*Text segment*:
·····
Here's a list of five of the best -- and worst -- pumpkin spice things this year.

See also: Five reasons why people go out of their gourd over pumpkin-flavored things

5) Baskin-Robbins Pumpkin Cheesecake Ice Cream

It's hard to find a dessert chain that could ever whup Baskin-Robbins at the exploitation of seasonal flavors. The new pumpkin cheesecake ice cream is so rich, beautiful and awesome it makes Kanye look like a wussy bitch at a bus stop. The pumpkin ice cream actually tastes like pumpkin (I don't know how they did that, and I don't wanna know) there are bites of cheesecake and nuggets of gingersnap cookies in it, and the whole affair is glued together with a cheesecakey swirl ribbon.

Of course I tried it the minute I knew it existed. And my whole "I'm getting a single scoop in a cup!" thing went flushy-bye-bye, and I ended up leaving the store half-sick with a sticky mouth and a pint to go. And you will, too.

4) Pepperidge Farm's Pumpkin Spice Baked Trinity

Pepperidge Farm got in the pumpkin spice game with gusto this season, throwing down a trio of pumpkin cheesecake cookies, pumpkin spice Milanos and pumpkin spice swirl bread. The cookies aren't bad, but if you don't like white chocolate, skip them because they are crammed-up with too many white chips. The Milanos are fucking terrible, because the un-winning combo of pumpkin goo and dark chocolate makes them bitter and palate-disturbing.

But the swirl bread makes up for both of these, because it makes the best toast ever-ever, which is the kind that you don't have to compel your own lazy ass to decorate with anything at all; just toaster and done.

3) Chobani Pumpkin Spice Yogurt

The Greek yogurt thing is still a thing, and when you punch the star power of this, plus the ever-growing pumpkin spice trend, you get Chobani's pumpkin spice yogurt cups that really should come in larger tubs. This is by far the best PS'd yogurt so far; Yoplait made a runny, uninspired pumpkin cheesecake flavor last year that ended up in the dairy clearance bin at my local supermarket, but Chobani's version is thick, lightly tangy and tastes like a really fresh scoop of pumpkin pie innards without the Cool-Whip.
·····
*Record excerpts*:

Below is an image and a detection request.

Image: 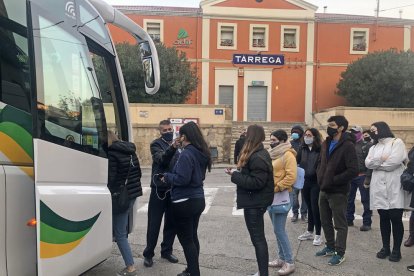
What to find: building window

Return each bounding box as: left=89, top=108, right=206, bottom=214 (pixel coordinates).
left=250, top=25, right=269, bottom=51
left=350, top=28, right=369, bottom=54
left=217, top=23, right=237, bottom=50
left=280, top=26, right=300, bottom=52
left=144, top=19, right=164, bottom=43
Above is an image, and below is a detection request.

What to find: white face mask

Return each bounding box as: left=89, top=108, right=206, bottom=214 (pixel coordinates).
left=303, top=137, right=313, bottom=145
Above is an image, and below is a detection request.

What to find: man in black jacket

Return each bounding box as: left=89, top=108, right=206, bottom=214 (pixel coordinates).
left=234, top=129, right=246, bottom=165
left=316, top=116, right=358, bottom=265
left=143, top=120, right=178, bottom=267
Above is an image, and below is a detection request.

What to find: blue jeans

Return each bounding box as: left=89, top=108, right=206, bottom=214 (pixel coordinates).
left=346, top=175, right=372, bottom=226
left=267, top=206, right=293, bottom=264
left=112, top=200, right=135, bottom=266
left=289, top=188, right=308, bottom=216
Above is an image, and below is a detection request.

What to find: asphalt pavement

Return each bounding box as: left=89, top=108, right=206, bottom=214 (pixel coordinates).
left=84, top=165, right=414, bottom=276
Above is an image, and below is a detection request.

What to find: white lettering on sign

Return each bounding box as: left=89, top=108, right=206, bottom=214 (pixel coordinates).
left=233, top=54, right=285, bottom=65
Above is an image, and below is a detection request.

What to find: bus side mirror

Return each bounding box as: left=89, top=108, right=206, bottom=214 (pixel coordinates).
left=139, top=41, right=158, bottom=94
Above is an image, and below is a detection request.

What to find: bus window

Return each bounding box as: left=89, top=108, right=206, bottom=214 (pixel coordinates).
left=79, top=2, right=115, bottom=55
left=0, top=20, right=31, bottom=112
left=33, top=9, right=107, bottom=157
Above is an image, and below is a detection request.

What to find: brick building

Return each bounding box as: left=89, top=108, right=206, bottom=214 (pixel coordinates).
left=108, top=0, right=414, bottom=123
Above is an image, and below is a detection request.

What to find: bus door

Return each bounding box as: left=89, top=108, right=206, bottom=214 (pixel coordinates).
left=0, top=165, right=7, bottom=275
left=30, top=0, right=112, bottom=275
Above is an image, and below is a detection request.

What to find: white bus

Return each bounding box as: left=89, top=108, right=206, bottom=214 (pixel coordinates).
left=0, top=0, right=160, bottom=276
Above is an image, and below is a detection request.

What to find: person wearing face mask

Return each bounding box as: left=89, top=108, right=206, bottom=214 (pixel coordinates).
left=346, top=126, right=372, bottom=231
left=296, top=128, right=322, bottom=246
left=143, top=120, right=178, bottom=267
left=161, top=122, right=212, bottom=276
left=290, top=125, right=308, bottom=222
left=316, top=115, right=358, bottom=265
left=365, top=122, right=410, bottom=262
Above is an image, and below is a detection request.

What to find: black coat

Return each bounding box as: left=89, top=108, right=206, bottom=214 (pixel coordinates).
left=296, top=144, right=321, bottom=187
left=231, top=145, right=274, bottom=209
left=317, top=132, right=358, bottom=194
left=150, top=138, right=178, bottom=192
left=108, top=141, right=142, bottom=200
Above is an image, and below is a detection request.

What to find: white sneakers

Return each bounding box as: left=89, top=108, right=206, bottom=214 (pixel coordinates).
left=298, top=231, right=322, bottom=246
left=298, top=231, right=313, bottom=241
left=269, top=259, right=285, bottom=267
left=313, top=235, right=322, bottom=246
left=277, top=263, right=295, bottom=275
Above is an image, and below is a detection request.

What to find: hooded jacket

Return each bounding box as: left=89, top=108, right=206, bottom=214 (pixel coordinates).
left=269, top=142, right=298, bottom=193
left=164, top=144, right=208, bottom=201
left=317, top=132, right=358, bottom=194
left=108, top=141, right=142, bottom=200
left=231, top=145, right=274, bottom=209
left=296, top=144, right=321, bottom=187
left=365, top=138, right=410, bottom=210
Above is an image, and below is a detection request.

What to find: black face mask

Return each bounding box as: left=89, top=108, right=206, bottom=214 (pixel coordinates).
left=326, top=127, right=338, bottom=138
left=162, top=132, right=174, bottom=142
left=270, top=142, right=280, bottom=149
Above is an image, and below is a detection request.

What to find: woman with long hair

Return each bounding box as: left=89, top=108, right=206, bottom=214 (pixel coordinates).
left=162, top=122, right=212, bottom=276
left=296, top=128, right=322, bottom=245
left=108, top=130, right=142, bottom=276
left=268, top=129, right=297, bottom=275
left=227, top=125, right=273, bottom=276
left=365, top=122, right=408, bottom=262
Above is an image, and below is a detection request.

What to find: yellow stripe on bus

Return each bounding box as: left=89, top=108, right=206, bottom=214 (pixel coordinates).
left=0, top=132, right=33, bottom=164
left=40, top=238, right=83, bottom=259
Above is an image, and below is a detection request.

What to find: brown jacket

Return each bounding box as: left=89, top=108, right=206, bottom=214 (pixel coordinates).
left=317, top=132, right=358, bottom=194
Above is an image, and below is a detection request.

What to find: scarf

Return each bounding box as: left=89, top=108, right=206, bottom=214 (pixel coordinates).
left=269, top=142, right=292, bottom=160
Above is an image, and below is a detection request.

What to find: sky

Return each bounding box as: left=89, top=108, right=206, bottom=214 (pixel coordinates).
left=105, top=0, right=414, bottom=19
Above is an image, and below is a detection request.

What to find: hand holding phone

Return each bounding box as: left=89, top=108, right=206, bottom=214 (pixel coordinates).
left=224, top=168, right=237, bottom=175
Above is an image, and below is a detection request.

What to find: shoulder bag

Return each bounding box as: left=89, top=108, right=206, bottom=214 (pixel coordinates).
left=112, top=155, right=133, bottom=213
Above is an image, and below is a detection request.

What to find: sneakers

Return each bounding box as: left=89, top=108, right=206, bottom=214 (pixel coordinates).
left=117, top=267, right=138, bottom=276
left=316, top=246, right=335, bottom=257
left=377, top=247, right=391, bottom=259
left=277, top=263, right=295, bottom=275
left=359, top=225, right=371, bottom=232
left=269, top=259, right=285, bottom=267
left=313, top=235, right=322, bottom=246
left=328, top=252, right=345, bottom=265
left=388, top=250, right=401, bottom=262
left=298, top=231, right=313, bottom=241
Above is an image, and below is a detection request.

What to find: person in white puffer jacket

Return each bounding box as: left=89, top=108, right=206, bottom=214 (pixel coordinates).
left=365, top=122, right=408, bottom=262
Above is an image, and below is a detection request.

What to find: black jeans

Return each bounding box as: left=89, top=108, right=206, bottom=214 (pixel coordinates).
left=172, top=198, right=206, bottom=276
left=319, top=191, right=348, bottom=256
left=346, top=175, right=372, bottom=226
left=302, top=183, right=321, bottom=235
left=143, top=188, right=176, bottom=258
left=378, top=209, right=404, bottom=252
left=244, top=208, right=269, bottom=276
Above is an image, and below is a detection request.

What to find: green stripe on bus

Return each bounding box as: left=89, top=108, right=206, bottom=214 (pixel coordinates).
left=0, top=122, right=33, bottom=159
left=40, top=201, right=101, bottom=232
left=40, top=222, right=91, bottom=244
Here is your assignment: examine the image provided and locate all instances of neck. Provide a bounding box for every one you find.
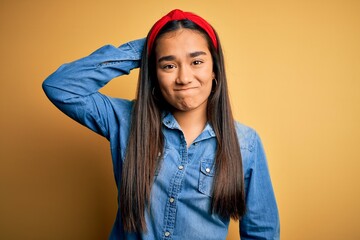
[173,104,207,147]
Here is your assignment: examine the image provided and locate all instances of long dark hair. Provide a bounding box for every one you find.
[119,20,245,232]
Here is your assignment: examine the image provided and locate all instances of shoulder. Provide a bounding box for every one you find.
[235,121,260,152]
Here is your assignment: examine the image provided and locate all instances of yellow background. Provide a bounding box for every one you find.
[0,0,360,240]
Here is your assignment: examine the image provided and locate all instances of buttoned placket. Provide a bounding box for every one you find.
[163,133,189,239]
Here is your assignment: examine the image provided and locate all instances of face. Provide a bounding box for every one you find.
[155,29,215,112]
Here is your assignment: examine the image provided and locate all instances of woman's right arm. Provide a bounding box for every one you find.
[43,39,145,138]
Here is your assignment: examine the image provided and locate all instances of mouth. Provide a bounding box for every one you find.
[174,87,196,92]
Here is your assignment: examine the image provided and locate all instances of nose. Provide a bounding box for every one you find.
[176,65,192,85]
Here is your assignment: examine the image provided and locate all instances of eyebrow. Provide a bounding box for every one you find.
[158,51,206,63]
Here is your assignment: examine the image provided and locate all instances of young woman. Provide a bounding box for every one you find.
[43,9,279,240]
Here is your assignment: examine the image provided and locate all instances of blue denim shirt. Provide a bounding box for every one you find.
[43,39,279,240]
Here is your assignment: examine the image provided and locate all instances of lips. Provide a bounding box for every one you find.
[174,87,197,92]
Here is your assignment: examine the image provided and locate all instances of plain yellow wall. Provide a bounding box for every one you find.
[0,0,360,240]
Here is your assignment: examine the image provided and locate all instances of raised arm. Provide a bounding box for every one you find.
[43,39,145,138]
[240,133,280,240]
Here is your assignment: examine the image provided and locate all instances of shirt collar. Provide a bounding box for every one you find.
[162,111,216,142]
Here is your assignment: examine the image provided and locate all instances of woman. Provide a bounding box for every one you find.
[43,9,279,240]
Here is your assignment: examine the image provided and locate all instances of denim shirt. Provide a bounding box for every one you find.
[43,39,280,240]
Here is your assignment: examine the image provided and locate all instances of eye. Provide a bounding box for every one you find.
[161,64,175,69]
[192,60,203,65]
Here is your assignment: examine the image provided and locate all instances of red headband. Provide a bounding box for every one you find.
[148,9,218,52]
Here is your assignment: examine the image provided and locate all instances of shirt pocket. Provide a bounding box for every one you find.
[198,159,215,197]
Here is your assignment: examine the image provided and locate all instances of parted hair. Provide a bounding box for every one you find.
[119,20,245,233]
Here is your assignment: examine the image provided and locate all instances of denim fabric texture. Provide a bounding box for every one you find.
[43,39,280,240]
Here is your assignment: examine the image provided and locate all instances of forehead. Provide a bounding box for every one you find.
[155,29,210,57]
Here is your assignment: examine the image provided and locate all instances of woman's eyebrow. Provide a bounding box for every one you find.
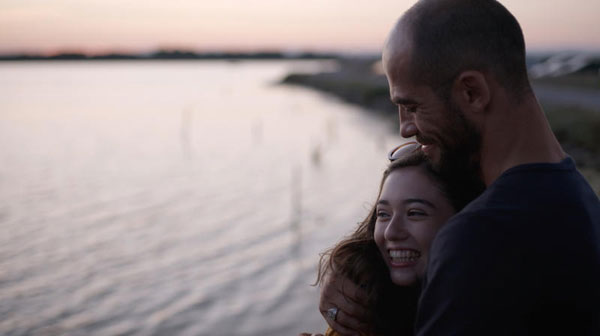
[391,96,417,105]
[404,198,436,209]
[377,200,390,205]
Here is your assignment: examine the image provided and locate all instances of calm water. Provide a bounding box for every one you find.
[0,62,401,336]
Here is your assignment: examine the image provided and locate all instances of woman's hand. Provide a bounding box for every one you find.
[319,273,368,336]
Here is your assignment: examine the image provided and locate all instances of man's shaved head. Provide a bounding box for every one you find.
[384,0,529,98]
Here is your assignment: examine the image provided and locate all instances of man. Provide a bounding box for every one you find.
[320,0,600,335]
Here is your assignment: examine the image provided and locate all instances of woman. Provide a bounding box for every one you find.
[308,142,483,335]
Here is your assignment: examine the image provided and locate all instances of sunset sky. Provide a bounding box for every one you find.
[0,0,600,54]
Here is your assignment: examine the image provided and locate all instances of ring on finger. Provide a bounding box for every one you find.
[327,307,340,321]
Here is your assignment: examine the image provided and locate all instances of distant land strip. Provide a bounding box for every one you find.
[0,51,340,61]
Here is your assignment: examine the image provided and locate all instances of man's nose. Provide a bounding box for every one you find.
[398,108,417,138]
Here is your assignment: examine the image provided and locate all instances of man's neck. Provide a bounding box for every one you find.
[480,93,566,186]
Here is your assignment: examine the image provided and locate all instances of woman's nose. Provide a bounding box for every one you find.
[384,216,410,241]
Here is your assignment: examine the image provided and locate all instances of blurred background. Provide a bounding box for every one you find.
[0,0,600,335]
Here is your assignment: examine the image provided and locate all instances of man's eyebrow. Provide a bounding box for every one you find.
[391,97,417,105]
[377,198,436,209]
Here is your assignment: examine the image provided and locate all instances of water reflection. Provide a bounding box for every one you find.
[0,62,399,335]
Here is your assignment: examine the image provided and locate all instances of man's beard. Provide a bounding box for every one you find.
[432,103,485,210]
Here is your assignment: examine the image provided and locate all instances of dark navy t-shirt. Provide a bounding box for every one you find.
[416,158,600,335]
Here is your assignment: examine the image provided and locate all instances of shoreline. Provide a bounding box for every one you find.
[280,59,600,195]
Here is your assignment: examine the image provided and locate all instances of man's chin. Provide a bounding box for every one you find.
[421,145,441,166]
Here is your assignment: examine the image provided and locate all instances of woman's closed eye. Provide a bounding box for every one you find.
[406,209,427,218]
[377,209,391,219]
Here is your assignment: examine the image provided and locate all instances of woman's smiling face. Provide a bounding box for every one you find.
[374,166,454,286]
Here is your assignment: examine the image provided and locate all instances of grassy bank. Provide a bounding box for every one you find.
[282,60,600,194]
·····
*Set exercise 1*: Name each numbered entry in the pumpkin spice roundup, with its number.
*Set exercise 2*: According to the pumpkin spice roundup, what flavor of yogurt did Yoplait make last year?
The records are separate material from the pumpkin spice roundup.

*Written reply 1*:
5) Baskin-Robbins Pumpkin Cheesecake Ice Cream
4) Pepperidge Farm's Pumpkin Spice Baked Trinity
3) Chobani Pumpkin Spice Yogurt

*Written reply 2*: A pumpkin cheesecake flavor.